PROBLEM: Repeat the material verbatim. Images are excluded from the copy.

+++ DATA PROVIDED

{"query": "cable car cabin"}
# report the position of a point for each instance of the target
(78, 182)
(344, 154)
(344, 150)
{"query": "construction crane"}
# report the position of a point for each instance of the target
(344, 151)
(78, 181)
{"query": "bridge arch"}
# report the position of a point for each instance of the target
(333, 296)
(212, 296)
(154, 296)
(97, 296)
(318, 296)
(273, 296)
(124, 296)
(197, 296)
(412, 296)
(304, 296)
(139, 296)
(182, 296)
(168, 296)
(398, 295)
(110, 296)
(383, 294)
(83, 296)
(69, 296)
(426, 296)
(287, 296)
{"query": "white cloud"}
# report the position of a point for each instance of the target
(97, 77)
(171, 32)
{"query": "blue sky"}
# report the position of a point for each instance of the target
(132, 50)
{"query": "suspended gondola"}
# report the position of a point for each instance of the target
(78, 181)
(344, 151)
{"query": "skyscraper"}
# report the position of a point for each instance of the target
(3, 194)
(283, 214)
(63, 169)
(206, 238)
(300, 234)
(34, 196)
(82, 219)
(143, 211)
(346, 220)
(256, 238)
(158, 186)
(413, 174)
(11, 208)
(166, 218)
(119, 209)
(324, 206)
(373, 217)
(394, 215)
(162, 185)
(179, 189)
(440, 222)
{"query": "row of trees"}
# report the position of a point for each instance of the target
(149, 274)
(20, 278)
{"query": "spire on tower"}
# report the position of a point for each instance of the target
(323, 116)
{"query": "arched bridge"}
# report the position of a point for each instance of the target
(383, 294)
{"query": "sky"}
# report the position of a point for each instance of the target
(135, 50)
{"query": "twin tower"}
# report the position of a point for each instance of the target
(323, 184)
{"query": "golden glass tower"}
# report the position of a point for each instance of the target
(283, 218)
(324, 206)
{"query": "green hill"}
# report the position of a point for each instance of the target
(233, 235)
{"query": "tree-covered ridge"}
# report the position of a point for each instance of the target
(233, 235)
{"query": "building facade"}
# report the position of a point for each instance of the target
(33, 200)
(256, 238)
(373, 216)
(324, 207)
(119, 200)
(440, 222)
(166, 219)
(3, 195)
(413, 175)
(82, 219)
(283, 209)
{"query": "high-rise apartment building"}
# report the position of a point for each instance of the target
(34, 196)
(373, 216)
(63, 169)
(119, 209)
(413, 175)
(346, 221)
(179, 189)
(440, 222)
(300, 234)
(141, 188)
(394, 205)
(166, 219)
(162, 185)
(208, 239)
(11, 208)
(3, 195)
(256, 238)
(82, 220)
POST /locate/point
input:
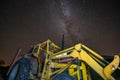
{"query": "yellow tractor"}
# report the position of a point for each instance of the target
(48, 62)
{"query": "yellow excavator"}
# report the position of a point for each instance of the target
(47, 61)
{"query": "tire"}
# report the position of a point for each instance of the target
(63, 76)
(21, 70)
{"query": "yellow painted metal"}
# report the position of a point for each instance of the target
(80, 52)
(110, 68)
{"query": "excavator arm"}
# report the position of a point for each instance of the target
(84, 56)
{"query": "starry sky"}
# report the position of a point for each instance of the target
(94, 23)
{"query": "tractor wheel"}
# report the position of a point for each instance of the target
(21, 70)
(63, 76)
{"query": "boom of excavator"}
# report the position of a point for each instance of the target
(75, 63)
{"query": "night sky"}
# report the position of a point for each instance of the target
(94, 23)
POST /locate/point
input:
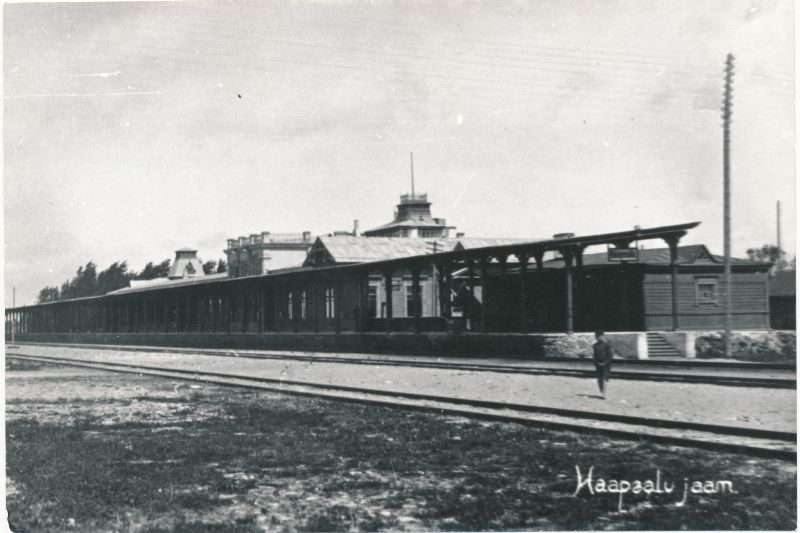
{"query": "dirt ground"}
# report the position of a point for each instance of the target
(714, 404)
(95, 451)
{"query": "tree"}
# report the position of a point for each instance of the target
(48, 294)
(769, 253)
(209, 267)
(83, 284)
(114, 277)
(152, 271)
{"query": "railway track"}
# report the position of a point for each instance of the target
(736, 439)
(674, 371)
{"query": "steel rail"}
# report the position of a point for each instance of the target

++++++

TASK SOLUTION:
{"query": "cable car cabin"}
# report the position of a point for each instance of the target
(78, 182)
(344, 154)
(344, 150)
{"query": "construction crane"}
# report the position of a point for each instance of the target
(344, 151)
(78, 181)
{"query": "bridge arch"}
# report the position of a point for each instance of the target
(333, 296)
(212, 296)
(154, 296)
(97, 296)
(318, 296)
(273, 296)
(124, 296)
(197, 296)
(412, 296)
(304, 296)
(139, 296)
(182, 296)
(168, 296)
(398, 295)
(110, 296)
(383, 294)
(83, 296)
(69, 296)
(426, 296)
(287, 296)
{"query": "white cloud"}
# report the position of a point for each instance of the target
(97, 77)
(171, 32)
{"query": "blue sky"}
# report the position of a point for each instance of the target
(132, 50)
{"query": "suspended gondola"}
# report the position of a point for each instance of the target
(78, 181)
(344, 151)
{"query": "skyscraper"}
# report the position of a point for each instance of the target
(3, 194)
(283, 214)
(63, 169)
(206, 238)
(300, 234)
(34, 196)
(82, 219)
(143, 211)
(346, 220)
(256, 238)
(158, 186)
(413, 174)
(11, 208)
(166, 218)
(119, 209)
(324, 206)
(373, 217)
(394, 215)
(162, 185)
(179, 189)
(440, 222)
{"query": "row of trees"}
# report the position of a point for each instance of the target
(149, 274)
(20, 278)
{"query": "spire on tower"}
# report the position of a point for each instance of the target
(323, 116)
{"query": "arched bridge"}
# report the position of a point for each instance of the target
(383, 294)
{"query": "sky"}
# report the position of a point for each instance of the target
(135, 50)
{"query": "twin tower"}
# report the position of a point for each instance of the target
(323, 184)
{"query": "golden glass tower"}
# report the position of a point for each instance of the target
(283, 218)
(324, 206)
{"query": "green hill"}
# report the position of a point for each instance of the target
(233, 235)
{"query": "tree-covered ridge"}
# report the position of a point for each instance of the target
(233, 235)
{"query": "building facade"}
# report the position of a point for each instance of the target
(33, 200)
(256, 238)
(373, 216)
(324, 207)
(119, 200)
(440, 222)
(166, 219)
(3, 195)
(413, 175)
(82, 219)
(283, 209)
{"query": "high-rise apartment building"}
# report the position of a point for each instance of the target
(34, 196)
(373, 216)
(63, 169)
(119, 209)
(413, 175)
(346, 221)
(179, 189)
(440, 222)
(300, 234)
(141, 188)
(394, 205)
(166, 219)
(162, 185)
(208, 239)
(11, 208)
(3, 195)
(256, 238)
(82, 220)
POST /locate/point
input:
{"query": "yellow tractor"}
# report the position of a point for each instance of the target
(48, 62)
{"query": "yellow excavator"}
# report the position of a point for each instance of the target
(47, 61)
{"query": "tire"}
# report the position of a point for each instance of the target
(63, 76)
(21, 70)
{"query": "yellow painted metal"}
# report the position of a point for each instance of the target
(80, 52)
(110, 68)
{"query": "excavator arm"}
# report the position of a point for each instance of the target
(84, 56)
{"query": "starry sky"}
# report the position of a point for each instance of the target
(94, 23)
{"query": "tractor wheel"}
# report the position of a point for each instance of the target
(21, 70)
(63, 76)
{"query": "boom of excavator"}
# report the position of a point for each instance of the target
(75, 63)
{"query": "night sky"}
# report the position of a point for each instance of the target
(94, 23)
POST /locate/point
input:
{"query": "dirt ground"}
# report the position of a point for each instance of the target
(714, 404)
(95, 451)
{"query": "tree"}
# report the position of a point for each instance of the target
(48, 294)
(769, 253)
(209, 267)
(83, 284)
(114, 277)
(152, 271)
{"query": "railway track"}
# report the position of a point for each instance of the target
(736, 439)
(674, 371)
{"query": "steel rail"}
# report the position of a point for each instance of the target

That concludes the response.